# TEXT SHOWN:
# Inquartation



## johnpotts2nd (Jul 4, 2020)

How much silver do I need to add to inquart 331.39 grams of 14K gold jewelry?


Sent from my iPhone using Tapatalk


----------



## Martijn (Jul 4, 2020)

You have 193,31 gr gold and 138.08 gr of silver and need to add 596,5gr to come to 6K 
I have an excel sheet for that. 
It keeps in account a factor of 0,95 because of karat gold being 1/2 karat lower than the stamp. According a video of streetips, if remember correct. 
Its in dutch, but i'll translate and share it here. 
Martijn.


----------



## johnpotts2nd (Jul 4, 2020)

Oh really a spreadsheet? That would be helpful. Thank you 


Sent from my iPhone using Tapatalk


----------



## Martijn (Jul 4, 2020)

Ok, Here it is, just translated it to English. 
I sure hope some experienced members (kadriver maybe : wink will test it and correct me if i'm wrong. 

I made this sheet just two days ago because a good friend of ours gave me a broken 14K necklace of 1.7 gram to refine because she liked that I was so excited over my new 10 gram button. That data is still in the sheet  

EDITED: forgot to substract the weight of the gold present from the total target weight. It gave too much silver to add this way. This file is a right one. 

It was my first attempt at inquarting jewelry!! went well, 1 gram of gold, and 0,7 gram of silver, what the sheet predicted.
I've entered your data too and the numbers are there. 

Fill in the weight and karat of your gold, multiple different karat batches can be tossed on it, so you can throw it all in one pile and inquart, after weighing and entering the data. 
The sheet calculates the weight of the gold and silver, their value, and the amount of silver needed to add to reach 6K. 
I've taken into account the 0.95 factor Streetips talks about in his inquarting video, compensating for low carat gold and therefore more silver already being present than calculated. If you want to use the full 100% factor for silver to get to 6K or slightly below, change the orange field to 1 instead of 0.95, and use points, not comma's to enter numbers like 331*.*39
If more entries are made, the total is added up on the bottom.

Keep in mind that the price calculated is still based upon 50 euro's per gram of gold, please enter your currency and price per gram in the yellow fields. The rest of the data will change with it. 
You can also change the word in the yellow fields from gram to ounces or whatever you want, but then you will have to recalculate the amount of HNO3 needed to your unit and fill it in in the green field. The rest of the results will be fine. 

As aid, the sheet also calculates the amount of Nitric needed to consume the total amount of Silver. 
The number I got from a thread here on GFR, and it was 1.44ml of HN03 at 69-70% needed to dissolve one gram of silver. That amounts to 1.008 gram of pure HNO3 (theoretically) and divided by the concentration of your nitric should give the right number. if you type in 70%, it gives 1.44ml/gr.

Type in the concentration of your HNO3 and it will calculate the right amount. It is a weight based calculation. 
My assumption here is: 70% HNO3 is 70 gram of pure nitric in 100ml solution. 
Please correct me if i'm wrong here!!

Then at last, the sheet calculates your efficiency, or the real percentage of the expected gold that was actually present. Which ever explanation you feel more comfortable with... :lol: :lol: 
Just enter the amount you recovered in the yellow field(s) (and refined of course, it might show a higher number than 100 :shock: :wink: )

# WHAT TO WORK ON:
Output, word for word, the portion of the inquartation thread above between "I've taken into" and "change with it.", inclusive.

# DATA ENTRIES:
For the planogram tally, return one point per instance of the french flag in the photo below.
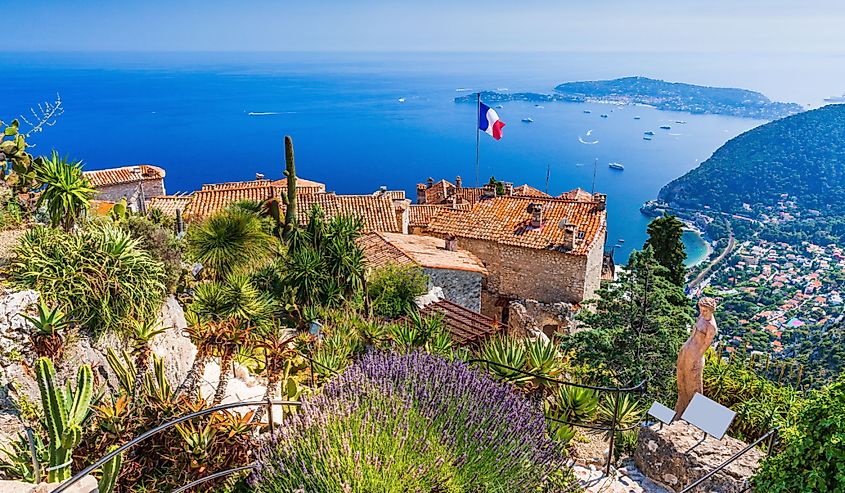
(489, 122)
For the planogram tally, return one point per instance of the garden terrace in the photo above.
(464, 326)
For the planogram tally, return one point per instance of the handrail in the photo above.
(218, 474)
(729, 461)
(143, 436)
(637, 388)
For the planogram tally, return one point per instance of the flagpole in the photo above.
(477, 133)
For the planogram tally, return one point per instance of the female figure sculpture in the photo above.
(691, 355)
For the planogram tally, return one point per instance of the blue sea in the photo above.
(210, 117)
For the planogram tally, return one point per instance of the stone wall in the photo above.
(131, 191)
(459, 286)
(542, 275)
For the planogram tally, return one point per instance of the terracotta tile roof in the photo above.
(206, 202)
(302, 185)
(117, 176)
(169, 203)
(576, 194)
(377, 212)
(425, 251)
(529, 191)
(507, 220)
(464, 325)
(380, 252)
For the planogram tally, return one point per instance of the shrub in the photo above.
(160, 243)
(392, 289)
(815, 450)
(412, 422)
(100, 276)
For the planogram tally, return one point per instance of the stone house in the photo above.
(459, 273)
(136, 184)
(548, 250)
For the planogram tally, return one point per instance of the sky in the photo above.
(748, 26)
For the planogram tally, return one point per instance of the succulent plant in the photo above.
(64, 412)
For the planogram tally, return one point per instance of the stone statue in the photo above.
(691, 355)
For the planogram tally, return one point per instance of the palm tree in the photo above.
(66, 190)
(230, 241)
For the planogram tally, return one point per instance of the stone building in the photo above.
(136, 184)
(458, 273)
(549, 250)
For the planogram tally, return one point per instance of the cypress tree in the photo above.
(664, 237)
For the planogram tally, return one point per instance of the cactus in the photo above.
(289, 198)
(64, 412)
(111, 470)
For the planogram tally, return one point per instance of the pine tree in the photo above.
(664, 237)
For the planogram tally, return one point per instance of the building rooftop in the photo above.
(168, 204)
(464, 325)
(507, 220)
(125, 174)
(424, 251)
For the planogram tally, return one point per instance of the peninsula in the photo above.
(668, 96)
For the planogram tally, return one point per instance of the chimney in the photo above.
(420, 193)
(536, 215)
(601, 200)
(569, 234)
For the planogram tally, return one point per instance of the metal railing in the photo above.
(771, 435)
(158, 429)
(616, 391)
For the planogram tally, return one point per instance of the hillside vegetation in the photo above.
(802, 155)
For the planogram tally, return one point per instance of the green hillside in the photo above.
(801, 155)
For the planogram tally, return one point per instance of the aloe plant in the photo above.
(64, 411)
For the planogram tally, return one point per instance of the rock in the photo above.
(666, 462)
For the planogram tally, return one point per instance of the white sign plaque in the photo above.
(708, 415)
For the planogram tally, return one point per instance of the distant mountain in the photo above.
(802, 155)
(671, 96)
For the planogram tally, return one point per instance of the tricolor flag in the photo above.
(489, 122)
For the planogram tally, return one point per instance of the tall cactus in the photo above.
(290, 197)
(64, 412)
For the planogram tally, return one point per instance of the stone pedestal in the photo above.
(661, 456)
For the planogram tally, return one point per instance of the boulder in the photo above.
(662, 456)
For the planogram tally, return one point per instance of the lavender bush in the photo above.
(412, 423)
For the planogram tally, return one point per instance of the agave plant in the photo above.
(507, 355)
(66, 190)
(47, 339)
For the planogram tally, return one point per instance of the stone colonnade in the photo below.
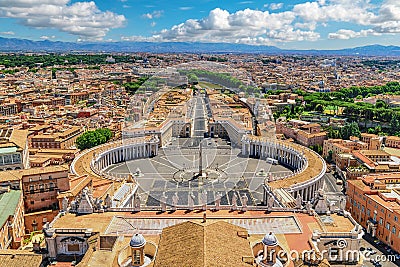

# EXERCISE ANSWER:
I've taken into account the 0.95 factor Streetips talks about in his inquarting video, compensating for low carat gold and therefore more silver already being present than calculated. If you want to use the full 100% factor for silver to get to 6K or slightly below, change the orange field to 1 instead of 0.95, and use points, not comma's to enter numbers like 331*.*39
If more entries are made, the total is added up on the bottom.

Keep in mind that the price calculated is still based upon 50 euro's per gram of gold, please enter your currency and price per gram in the yellow fields. The rest of the data will change with it.